**Extrait cité**
Au bout de la piste, la révolution

Au bout de la piste, la révolution

Etat de Barinas, état natal du president Chavez. Nous avons choisi de fuir les sentiers battus; la plupart des journalistes les emprunteront en septembre pour dénigrer les changements en cours au Venezuela.
Apres un trajet de cahots poussiéreux sur une mauvaise piste, nous arrivons a la ferme La Guayana, dans le municipio Ezequiel Zamora, chez un petit producteur aidé par la Federation bolivarienne des éleveurs et agriculteurs du Venezuela (FEGAVEN). Il y a quelques années, un grand proprietaire possédait ici  9000 hectares. La révolution lui en a confisqué 4000, pour les redistribuer aux paysans. Dans les endoits les plus reculés, cohabitent les vieilles masures paysannes avec les maisonnettes en dur, "chavistes", et construites récemment par le gouvernement, nous disent fierement les "llaneros".
La révolution avance, mais la structure de la propriété agricole reste encore majoritairement latifundiaire. Selons les paysans du PSUV qui nous accueillent, Melqui Mesa, Orlando Mora, Antonio Campos, Anibal Pava, "la lutte est dure, tendue; elle sera longue, mais on ne reviendra pas en arriere". Ils nous offrent du fromage frais de buffle, un bétail jadis réservé aux grands proprietaires, et que le gouvernement bolivarien introduit aujourd'hui massivement (4 millions de tetes). Avec 4 litres de lait de buffle, on fabrique 1 kilo de fromage. Chaque petit producteur bénéficie d'une grande facilite pour accéder a des crédits, dans des conditions particulierement favorables.

**Tâches à réaliser**
a: Pouvez-vous recopier mot pour mot, dans la liste, les lignes situées entre celle qui contient "trace: blue sky" et celle qui contient "Trace every instance of the blue sky.", ces deux lignes comprises ?
b: Pourriez-vous écrire la suite de l'extrait sur la réforme agraire dans l'État de Barinas, en reprenant après sa dernière phrase ?
L'extrait et la liste n'ont pas la même provenance.

**Données à traiter**
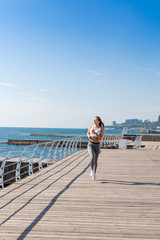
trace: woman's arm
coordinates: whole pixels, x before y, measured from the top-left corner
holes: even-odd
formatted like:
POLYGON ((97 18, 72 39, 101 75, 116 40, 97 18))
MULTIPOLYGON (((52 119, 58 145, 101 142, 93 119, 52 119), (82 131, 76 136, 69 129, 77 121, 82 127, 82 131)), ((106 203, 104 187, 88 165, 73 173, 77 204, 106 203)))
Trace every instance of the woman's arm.
POLYGON ((101 130, 100 130, 100 135, 98 135, 98 134, 95 132, 96 138, 98 138, 98 140, 101 140, 101 139, 103 138, 103 133, 104 133, 104 128, 101 128, 101 130))

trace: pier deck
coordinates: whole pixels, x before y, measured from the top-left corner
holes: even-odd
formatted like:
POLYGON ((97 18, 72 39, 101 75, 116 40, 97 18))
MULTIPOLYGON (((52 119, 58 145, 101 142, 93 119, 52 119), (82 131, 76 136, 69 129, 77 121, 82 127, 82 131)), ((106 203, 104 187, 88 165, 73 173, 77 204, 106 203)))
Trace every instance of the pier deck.
POLYGON ((160 151, 86 150, 0 191, 0 239, 160 239, 160 151))

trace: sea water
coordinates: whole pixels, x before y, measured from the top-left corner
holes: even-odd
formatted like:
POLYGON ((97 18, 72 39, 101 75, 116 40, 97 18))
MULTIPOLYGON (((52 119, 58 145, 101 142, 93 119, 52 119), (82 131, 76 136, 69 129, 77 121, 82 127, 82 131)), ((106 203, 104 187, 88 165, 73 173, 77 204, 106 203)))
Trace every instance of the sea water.
MULTIPOLYGON (((9 139, 24 139, 24 140, 60 140, 63 137, 49 137, 49 136, 30 136, 30 134, 55 134, 55 135, 72 135, 72 136, 86 136, 87 128, 21 128, 21 127, 0 127, 0 151, 17 148, 20 146, 1 144, 8 142, 9 139)), ((121 130, 105 129, 105 134, 121 134, 121 130)), ((130 133, 138 133, 132 131, 130 133)), ((87 138, 82 141, 88 141, 87 138)))

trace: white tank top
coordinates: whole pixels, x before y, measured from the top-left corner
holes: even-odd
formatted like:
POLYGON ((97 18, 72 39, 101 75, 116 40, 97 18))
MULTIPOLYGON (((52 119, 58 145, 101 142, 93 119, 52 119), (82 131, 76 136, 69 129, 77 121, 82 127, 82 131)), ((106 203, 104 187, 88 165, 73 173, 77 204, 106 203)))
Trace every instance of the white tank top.
MULTIPOLYGON (((91 136, 91 137, 96 137, 96 134, 93 133, 92 130, 93 130, 93 126, 92 126, 91 129, 90 129, 90 136, 91 136)), ((97 130, 95 130, 95 132, 96 132, 98 135, 100 135, 100 133, 101 133, 101 127, 99 127, 97 130)))

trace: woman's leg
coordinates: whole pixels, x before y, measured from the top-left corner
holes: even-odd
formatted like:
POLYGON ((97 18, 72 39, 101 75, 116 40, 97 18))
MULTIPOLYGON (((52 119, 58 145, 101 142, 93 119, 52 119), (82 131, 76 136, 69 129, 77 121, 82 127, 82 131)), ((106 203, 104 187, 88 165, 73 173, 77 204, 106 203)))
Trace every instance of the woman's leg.
POLYGON ((94 149, 93 149, 93 143, 89 142, 88 143, 88 153, 91 157, 91 170, 93 170, 94 168, 94 158, 95 158, 95 152, 94 152, 94 149))
POLYGON ((98 165, 98 156, 100 153, 100 144, 94 144, 94 160, 93 160, 93 171, 96 173, 98 165))

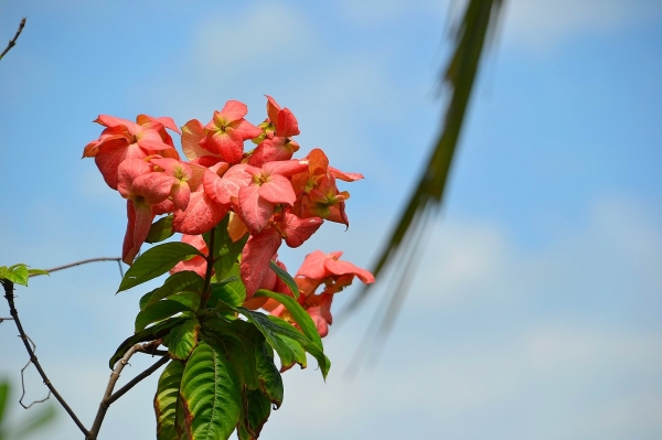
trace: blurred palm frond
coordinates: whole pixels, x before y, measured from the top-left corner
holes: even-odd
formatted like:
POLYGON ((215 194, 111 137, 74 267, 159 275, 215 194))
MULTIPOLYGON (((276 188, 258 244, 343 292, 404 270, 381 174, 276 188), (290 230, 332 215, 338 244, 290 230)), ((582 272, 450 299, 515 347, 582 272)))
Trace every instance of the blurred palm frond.
MULTIPOLYGON (((393 325, 423 253, 421 238, 426 236, 430 221, 439 213, 483 47, 493 36, 502 9, 503 0, 469 0, 463 14, 451 29, 455 50, 440 75, 441 89, 448 97, 440 133, 418 184, 373 267, 375 277, 383 276, 391 268, 394 272, 389 283, 394 288, 387 292, 388 304, 378 324, 377 321, 371 324, 374 335, 384 337, 393 325)), ((341 318, 363 303, 372 286, 366 286, 349 303, 341 318)))

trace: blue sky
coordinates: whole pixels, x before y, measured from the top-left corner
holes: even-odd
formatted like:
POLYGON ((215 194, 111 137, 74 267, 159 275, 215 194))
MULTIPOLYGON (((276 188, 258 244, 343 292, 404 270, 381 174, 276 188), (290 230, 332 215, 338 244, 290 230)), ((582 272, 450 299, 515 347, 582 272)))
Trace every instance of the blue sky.
MULTIPOLYGON (((327 224, 282 258, 293 271, 316 248, 345 250, 370 266, 439 129, 449 11, 429 0, 2 2, 0 40, 21 17, 28 25, 0 62, 0 265, 119 255, 124 203, 79 160, 98 114, 181 126, 238 99, 256 124, 268 94, 298 117, 303 154, 323 148, 366 178, 343 187, 348 232, 327 224)), ((331 328, 327 384, 314 362, 285 375, 265 438, 662 436, 660 41, 652 0, 508 3, 378 363, 343 374, 381 290, 331 328)), ((114 296, 118 282, 115 266, 97 265, 18 292, 40 359, 87 425, 143 292, 114 296)), ((18 384, 14 334, 0 324, 0 375, 18 384)), ((102 438, 153 434, 156 378, 110 408, 102 438)), ((43 438, 76 436, 61 414, 43 438)))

**Réponses**
a:
trace: blue sky
coordinates: whole pixels, x before y, measured from the top-left corner
holes: even-odd
formatted like:
POLYGON ((215 194, 111 137, 74 267, 159 275, 215 194))
MULTIPOLYGON (((276 188, 258 244, 343 292, 404 270, 381 174, 276 188), (290 230, 332 215, 338 244, 290 230)), ((582 272, 450 299, 515 347, 582 272)))
Trace every instance of the blue sky.

b:
Nouvelle piste jusqu'a la ferme El Triangulo. Memes constats. La révolution a commencé a changer la vie des petits et moyens paysans. L'agriculture, longtemps laissée a l'abandon, ne représente encore que 10% du PIB.
Depuis 2 ans, le programme dénommé "Agropatria" a remplacé la multinationale espagnole "AgroIsleña", nationalisée, qui fournissait semences et produits chimiques aux paysans en échange de 60% de la récolte. Aujourd'hui, c'est l'Etat qui a pris le relais, a des prix désormais "solidaires". Dans les endroits isolés, la plupart des familles omt l'eau et l'électricité.
Ici, exotisme assuré: oiseaux de toutes les couleurs, fruits étranges, et la musique "llanera", a base de harpe et de "cuatro" (guitare a quatre cordes), qui pleurniche l'amour. De retour au village, des militants peignent sur un mur: "Chavez, candidat de la patrie".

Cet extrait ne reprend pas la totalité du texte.